**Passage to read:**
__________

The GPT (Generative Pretrained Transformer) model has revolutionized natural language processing (NLP) with its ability to generate human-like text. But how does it actually work? In this blog, we’ll take you through the journey of a token — from raw text to meaningful predictions.

1. Text → Tokenization

The journey begins with tokenization, where raw input text is broken down into smaller units, often subwords or words. This process allows the model to work with manageable chunks of text. Tokenizers like Byte Pair Encoding (BPE) split the text into tokens, which serve as the building blocks for further processing.

2. Tokens → Token IDs

Next, each token is mapped to a unique integer ID based on its position in the model’s vocabulary. This step ensures that the model can work with a standardized representation of words and phrases.

3. Token IDs → Token Embeddings

The token IDs are then transformed into token embeddings. These are dense vector representations that capture semantic information about each token. These embeddings allow the model to understand the meaning of each word in the context of the input.

4. Token Embeddings + Positional Embeddings = Input Embeddings

Since the GPT model, like most Transformers, does not inherently understand the order of tokens, positional embeddings are added to the token embeddings. This step encodes the position of each token in the sequence, ensuring the model understands the relative order of words in the input text.

5. Input Embedding → Contextualized Embeddings (via Self-Attention)

The input embeddings are passed through multiple layers of the Transformer, where the self-attention mechanism (often multi-head attention) comes into play. This mechanism allows each token to gather context from the other tokens in the sequence. By doing this, the model builds contextualized embeddings, where each token’s meaning is influenced by the surrounding words.

6. Contextualized Embeddings → Feed-Forward Neural Network (FNN) + Layer Normalization

After self-attention, the embeddings go through feed-forward neural networks (FNN), which refine the embeddings further. These networks are followed by layer normalization, a technique that ensures the model remains stable and learns efficiently.

Each token embedding is passed through the same small neural network, which applies non-linear transformations to help the model learn richer and more abstract features. While self-attention lets each word “look around” at others to gather context, the FNN helps the model reprocess each word individually using that context—adding depth and flexibility to what the model can understand.

7. Stacking of Layers

The process of self-attention, feed-forward networks, layer normalization, and residual connections is repeated across multiple layers. With each layer, the model builds increasingly complex representations of the input text.

8. Final Contextualized Embedding

After passing through all the layers, the final output is a set of context-aware embeddings that incorporate information from the entire sequence. These embeddings now contain a rich understanding of the text.

9. Final Contextualized Embedding → Projection to Vocabulary Size

Next, these embeddings are projected into a space that matches the model’s vocabulary size. This projection step is achieved through a linear transformation, and it produces a set of scores or logits that represent the likelihood of each word in the vocabulary being the next token.

11. Logits → Softmax

The logits are passed through the softmax function, which transforms them into probabilities. These probabilities represent the model’s confidence in each possible next token.

12. Prediction (Next Token)

Finally, the token with the highest probability is selected as the next token in the sequence. This process is repeated iteratively until the model generates the desired length of text or reaches a stopping point (such as an end-of-sequence token).

Through this series of transformations, GPT models are able to take raw text, process it in layers, and generate coherent, contextually relevant outputs. Understanding these layers helps us appreciate the complexity and power behind GPT.

__________

**Task instructions:**
Which tokenizer does the blog post on GPT name as an example for splitting text into tokens? The material that follows has nothing to do with the blog post on GPT.

**Data shown:**

__________

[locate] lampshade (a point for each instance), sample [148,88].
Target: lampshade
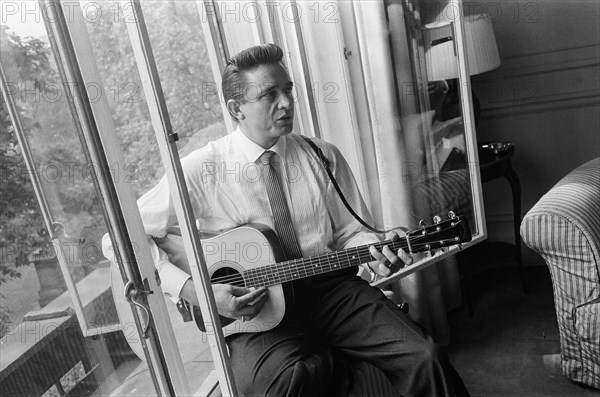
[482,52]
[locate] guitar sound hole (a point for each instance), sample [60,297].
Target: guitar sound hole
[227,275]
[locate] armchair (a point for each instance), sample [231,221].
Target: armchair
[564,228]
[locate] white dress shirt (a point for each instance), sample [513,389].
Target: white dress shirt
[226,191]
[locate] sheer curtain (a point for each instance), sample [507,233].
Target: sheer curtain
[395,125]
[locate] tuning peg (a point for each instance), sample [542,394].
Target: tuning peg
[423,224]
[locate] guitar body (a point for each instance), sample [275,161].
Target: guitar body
[250,256]
[226,255]
[245,248]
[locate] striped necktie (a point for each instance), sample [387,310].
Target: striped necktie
[279,208]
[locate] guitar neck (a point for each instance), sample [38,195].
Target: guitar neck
[438,235]
[307,267]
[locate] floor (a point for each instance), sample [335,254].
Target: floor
[510,346]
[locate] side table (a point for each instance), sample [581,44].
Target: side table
[487,255]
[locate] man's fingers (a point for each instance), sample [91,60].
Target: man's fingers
[405,257]
[251,296]
[252,310]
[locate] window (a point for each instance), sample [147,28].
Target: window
[83,137]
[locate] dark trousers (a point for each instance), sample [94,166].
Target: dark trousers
[334,322]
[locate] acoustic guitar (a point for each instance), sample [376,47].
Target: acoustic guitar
[250,256]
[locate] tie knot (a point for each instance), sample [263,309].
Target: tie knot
[266,157]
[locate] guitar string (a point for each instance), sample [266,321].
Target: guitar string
[292,264]
[270,277]
[289,266]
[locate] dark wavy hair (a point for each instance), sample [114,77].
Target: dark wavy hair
[233,81]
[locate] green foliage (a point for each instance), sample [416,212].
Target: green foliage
[20,219]
[195,112]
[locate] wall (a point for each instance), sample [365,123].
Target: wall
[545,98]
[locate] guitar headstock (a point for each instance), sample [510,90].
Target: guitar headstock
[439,234]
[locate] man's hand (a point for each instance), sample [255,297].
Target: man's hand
[239,303]
[386,261]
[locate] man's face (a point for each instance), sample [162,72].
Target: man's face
[268,106]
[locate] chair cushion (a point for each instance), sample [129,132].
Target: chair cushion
[564,228]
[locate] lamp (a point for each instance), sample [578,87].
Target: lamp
[482,52]
[442,62]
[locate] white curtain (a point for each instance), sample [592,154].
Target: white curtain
[433,291]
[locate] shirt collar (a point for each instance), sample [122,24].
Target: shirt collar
[253,151]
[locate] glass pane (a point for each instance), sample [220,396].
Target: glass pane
[441,172]
[45,349]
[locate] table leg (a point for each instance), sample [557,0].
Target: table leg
[515,186]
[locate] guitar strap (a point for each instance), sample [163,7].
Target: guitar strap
[327,165]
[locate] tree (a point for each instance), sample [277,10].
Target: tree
[21,224]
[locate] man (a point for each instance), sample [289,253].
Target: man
[333,317]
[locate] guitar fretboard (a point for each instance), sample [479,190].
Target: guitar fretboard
[306,267]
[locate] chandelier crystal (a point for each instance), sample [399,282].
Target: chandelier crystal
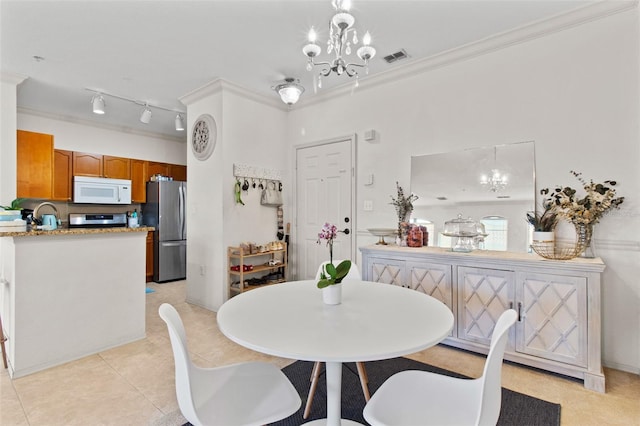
[495,181]
[342,36]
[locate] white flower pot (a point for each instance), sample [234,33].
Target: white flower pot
[332,295]
[543,237]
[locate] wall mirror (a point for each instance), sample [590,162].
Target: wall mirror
[494,184]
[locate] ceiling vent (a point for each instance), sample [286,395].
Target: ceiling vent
[400,54]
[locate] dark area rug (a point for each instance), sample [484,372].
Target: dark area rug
[517,408]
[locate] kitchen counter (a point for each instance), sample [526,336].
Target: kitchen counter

__________

**Answer for this exercise:**
Byte Pair Encoding (BPE).